* Problem to solve:
Gather every line in the entries below that contains the word "stone" and copy each one. Case counts.
☆ ☆ ☆
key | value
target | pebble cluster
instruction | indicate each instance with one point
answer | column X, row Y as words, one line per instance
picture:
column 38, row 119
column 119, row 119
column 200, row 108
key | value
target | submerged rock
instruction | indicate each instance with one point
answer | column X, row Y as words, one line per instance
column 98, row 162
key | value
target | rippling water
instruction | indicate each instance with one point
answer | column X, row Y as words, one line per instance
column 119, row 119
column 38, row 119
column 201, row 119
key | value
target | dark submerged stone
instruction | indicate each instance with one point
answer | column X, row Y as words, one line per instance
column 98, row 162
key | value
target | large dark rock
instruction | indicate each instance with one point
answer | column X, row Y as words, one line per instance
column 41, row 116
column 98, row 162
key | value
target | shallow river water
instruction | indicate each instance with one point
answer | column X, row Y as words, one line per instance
☆ ☆ ☆
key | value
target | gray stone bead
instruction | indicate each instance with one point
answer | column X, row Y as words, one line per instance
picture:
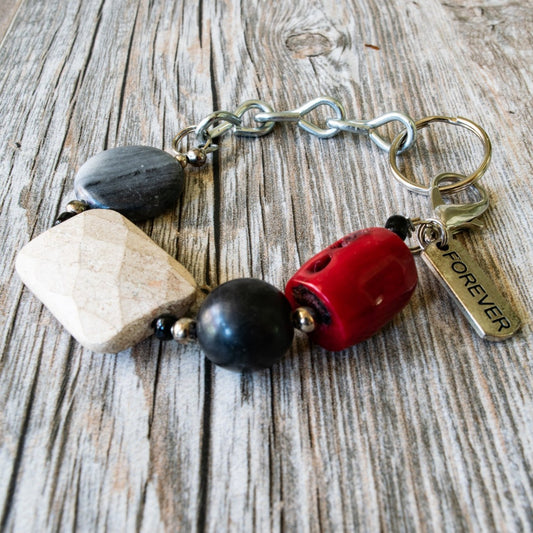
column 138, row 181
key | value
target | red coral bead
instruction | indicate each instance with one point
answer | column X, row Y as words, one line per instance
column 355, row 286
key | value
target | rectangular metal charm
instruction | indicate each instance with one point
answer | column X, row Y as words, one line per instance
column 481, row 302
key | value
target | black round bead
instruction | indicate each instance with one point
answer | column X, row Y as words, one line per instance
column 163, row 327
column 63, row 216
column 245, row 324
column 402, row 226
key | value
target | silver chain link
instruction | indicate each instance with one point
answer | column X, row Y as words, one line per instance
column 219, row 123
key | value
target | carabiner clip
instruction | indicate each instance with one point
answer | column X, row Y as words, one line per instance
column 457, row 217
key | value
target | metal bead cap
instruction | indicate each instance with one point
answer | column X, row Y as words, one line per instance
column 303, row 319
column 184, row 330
☆ ☆ ☆
* Worked answer:
target | dark submerged stone
target | gray stone bead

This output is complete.